[Extract to read]
<<<<

5 Reasons To Partially Move Money From Stocks To Debt
Markets are trading at record highs with the Sensex at near 37,500 levels, and the Nifty having comfortably breached the 11,300 levels this week. Here are 5 reasons why investors should book profits and move money at least partially into debt.
1) Protection of capital amidst rising interest rates
Interest rates are rising, and the bad news for markets is that it could rise even further.
Today, it is not too difficult to get interest rates of 8.50 per cent to 8.75 per cent per annum, with yields going much higher. This was not the case six months ago.
For example, the Bajaj Finance FDs offer an interest rate of 8.50 per cent and is AAA rated. Similarly, Mahindra Finance FDs, again AAA rated offer an interest rate of 8.75 per cent per annum. At least the protection of your capital is ensured and you have guaranteed returns here.

>>>>

[Your objective] Copy the passage of the stocks-to-debt article from "5 Reasons To" to "partially into debt.", word for word.

Records from a data collection:
<<<<

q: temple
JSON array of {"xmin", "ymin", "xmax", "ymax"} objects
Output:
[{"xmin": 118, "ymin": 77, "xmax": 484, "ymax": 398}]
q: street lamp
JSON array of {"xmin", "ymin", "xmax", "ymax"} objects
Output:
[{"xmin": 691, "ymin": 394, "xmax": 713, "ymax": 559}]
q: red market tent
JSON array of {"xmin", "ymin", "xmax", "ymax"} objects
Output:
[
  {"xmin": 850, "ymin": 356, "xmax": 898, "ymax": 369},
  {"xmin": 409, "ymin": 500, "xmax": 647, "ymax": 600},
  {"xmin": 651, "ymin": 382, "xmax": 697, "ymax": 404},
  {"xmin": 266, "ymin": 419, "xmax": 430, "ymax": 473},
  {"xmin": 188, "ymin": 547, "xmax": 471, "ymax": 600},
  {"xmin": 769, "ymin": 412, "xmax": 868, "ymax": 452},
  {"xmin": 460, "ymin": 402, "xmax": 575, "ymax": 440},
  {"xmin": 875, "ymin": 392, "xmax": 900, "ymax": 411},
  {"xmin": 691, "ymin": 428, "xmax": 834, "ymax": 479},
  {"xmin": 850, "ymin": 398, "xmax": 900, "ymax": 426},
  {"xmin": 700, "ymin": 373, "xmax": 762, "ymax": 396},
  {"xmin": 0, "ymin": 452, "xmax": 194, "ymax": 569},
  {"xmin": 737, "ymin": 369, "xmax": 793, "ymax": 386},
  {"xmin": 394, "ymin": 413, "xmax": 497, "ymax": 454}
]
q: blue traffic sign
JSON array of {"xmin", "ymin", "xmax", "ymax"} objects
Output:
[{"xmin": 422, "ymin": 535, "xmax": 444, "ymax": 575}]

>>>>

[Solution to the problem]
5 Reasons To Partially Move Money From Stocks To Debt
Markets are trading at record highs with the Sensex at near 37,500 levels, and the Nifty having comfortably breached the 11,300 levels this week. Here are 5 reasons why investors should book profits and move money at least partially into debt.